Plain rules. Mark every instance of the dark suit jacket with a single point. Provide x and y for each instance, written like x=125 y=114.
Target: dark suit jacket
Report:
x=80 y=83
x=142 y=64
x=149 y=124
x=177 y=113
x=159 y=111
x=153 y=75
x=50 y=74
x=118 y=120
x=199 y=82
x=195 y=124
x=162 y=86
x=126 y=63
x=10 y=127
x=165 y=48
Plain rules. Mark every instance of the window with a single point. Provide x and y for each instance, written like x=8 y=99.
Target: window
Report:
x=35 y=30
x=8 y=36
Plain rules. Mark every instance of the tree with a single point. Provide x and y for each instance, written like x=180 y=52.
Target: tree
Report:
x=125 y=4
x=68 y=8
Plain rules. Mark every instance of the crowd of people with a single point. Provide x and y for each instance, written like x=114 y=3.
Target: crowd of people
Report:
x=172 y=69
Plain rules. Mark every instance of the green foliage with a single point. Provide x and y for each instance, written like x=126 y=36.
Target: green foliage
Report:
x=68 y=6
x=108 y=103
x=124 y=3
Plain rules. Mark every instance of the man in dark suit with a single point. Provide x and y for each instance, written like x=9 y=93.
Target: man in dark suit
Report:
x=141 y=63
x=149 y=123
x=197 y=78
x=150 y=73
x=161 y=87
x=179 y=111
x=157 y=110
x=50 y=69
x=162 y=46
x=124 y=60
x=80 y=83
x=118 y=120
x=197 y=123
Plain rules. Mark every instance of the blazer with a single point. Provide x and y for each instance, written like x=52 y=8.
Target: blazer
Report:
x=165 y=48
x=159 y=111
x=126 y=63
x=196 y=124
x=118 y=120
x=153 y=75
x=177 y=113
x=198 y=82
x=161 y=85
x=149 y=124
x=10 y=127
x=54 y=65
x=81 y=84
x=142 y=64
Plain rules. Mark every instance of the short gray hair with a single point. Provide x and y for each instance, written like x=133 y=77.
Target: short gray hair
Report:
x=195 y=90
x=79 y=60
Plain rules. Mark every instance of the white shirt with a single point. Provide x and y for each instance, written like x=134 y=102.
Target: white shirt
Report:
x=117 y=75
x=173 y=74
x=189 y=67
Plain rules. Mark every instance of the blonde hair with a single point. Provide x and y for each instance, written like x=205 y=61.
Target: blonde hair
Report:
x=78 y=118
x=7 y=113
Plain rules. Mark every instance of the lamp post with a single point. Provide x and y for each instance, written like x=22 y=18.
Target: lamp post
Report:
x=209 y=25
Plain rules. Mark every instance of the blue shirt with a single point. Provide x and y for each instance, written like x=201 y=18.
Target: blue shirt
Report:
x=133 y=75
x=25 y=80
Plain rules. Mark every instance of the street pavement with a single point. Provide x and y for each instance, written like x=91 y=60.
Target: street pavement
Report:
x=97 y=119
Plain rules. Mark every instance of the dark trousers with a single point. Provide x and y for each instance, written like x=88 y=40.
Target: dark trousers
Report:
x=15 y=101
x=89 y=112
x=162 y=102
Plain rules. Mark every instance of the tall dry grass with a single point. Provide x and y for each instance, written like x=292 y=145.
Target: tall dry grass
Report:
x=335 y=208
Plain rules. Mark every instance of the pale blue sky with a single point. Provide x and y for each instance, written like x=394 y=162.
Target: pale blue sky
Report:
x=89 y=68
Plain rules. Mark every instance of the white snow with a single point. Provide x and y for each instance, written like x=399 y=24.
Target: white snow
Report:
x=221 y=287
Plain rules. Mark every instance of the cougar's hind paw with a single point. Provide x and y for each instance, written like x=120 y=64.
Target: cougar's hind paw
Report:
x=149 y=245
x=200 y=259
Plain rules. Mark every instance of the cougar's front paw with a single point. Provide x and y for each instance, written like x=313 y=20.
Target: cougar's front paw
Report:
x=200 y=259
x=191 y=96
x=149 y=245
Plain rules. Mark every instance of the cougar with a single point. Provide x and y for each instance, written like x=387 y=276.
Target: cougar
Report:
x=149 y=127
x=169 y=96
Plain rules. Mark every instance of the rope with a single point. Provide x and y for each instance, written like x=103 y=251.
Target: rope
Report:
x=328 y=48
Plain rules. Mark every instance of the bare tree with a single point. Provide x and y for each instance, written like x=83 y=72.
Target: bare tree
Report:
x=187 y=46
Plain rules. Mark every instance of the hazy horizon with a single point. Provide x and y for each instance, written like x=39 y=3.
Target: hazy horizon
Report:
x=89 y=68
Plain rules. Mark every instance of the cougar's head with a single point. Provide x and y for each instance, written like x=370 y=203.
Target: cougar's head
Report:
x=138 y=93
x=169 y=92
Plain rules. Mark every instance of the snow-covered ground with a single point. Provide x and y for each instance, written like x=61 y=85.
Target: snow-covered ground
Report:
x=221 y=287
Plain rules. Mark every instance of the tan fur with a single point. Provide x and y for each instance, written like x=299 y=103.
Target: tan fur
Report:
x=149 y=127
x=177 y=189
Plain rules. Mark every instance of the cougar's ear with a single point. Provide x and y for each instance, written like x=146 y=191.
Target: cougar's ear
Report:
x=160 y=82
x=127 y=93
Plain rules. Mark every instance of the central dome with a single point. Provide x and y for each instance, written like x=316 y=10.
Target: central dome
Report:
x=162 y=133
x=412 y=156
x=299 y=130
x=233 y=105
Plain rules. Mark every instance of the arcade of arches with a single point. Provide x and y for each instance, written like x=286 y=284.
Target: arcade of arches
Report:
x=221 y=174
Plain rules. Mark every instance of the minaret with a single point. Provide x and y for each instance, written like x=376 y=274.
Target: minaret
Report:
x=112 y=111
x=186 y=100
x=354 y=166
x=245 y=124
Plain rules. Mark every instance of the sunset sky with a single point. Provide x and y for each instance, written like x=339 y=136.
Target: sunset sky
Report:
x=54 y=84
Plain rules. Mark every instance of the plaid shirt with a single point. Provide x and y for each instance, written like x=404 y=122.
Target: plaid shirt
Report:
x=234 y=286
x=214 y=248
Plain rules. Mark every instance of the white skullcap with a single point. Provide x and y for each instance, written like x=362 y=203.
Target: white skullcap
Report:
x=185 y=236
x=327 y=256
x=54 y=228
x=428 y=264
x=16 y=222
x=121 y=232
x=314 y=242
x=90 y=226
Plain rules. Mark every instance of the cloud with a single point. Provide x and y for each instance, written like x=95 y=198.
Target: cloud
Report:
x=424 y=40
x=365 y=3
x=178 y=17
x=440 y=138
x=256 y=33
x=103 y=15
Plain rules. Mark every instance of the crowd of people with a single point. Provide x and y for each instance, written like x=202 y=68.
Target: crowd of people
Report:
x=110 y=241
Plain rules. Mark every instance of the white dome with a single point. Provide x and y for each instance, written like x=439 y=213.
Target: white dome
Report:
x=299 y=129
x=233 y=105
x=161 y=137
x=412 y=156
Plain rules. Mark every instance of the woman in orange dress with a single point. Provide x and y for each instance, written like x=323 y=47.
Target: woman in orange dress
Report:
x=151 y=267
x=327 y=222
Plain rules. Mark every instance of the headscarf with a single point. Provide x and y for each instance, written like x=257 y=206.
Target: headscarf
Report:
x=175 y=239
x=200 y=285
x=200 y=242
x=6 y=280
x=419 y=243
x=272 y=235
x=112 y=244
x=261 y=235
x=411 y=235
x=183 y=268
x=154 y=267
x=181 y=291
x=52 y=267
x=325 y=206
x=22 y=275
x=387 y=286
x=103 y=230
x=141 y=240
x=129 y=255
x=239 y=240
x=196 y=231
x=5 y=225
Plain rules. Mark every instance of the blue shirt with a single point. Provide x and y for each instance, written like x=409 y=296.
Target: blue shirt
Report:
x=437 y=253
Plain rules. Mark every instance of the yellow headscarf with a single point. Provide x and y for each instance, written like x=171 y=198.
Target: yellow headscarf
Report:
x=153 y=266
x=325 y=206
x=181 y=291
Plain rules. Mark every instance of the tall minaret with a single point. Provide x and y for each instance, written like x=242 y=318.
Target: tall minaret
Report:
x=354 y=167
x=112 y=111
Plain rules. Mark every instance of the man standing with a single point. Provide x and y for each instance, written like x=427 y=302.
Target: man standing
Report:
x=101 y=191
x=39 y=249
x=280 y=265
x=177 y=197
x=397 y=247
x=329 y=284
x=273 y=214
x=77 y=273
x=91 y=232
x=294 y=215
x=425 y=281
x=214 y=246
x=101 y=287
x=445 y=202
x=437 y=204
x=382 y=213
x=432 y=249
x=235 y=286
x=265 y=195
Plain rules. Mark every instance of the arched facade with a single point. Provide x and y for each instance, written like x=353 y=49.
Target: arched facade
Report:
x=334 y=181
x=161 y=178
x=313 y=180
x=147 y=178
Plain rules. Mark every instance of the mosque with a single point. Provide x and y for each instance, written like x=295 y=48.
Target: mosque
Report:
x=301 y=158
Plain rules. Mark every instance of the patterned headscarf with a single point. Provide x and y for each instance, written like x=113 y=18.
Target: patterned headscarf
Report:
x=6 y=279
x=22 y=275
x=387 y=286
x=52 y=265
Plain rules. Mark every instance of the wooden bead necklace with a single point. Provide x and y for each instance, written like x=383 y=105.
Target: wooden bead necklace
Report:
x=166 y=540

* * * * * * *

All that is wanted is a faithful reproduction of the line above with "like x=114 y=3.", the line with "Plain rules. Mark every instance of the short", and every line in between.

- Task output -
Plain rules. Mark every instance of the crowd of people with a single point. Provide x and y for each instance, written like x=114 y=3.
Target: crowd of people
Report:
x=172 y=69
Plain rules. Mark every instance of the green foliage with a single point. Provide x and y for each instance, written like x=126 y=36.
Target: green foliage
Report:
x=68 y=6
x=108 y=103
x=124 y=3
Plain rules. Mark every instance of the man in dark suit with a single point. Provide x and y for each instance, written like x=9 y=93.
Target: man in dark suit
Report:
x=141 y=63
x=149 y=123
x=197 y=78
x=150 y=73
x=161 y=87
x=179 y=111
x=157 y=110
x=50 y=69
x=162 y=46
x=124 y=60
x=80 y=83
x=118 y=120
x=197 y=123
Plain rules. Mark every instance of the blazer with a single point. Provide x and y for each instance, written like x=52 y=8.
Target: blazer
Report:
x=165 y=48
x=159 y=111
x=126 y=63
x=196 y=124
x=118 y=120
x=153 y=75
x=177 y=113
x=198 y=82
x=161 y=85
x=149 y=124
x=10 y=127
x=54 y=65
x=81 y=84
x=142 y=64
Plain rules. Mark every instance of the short gray hair with a single point. Provide x and y for each instance, written like x=133 y=77.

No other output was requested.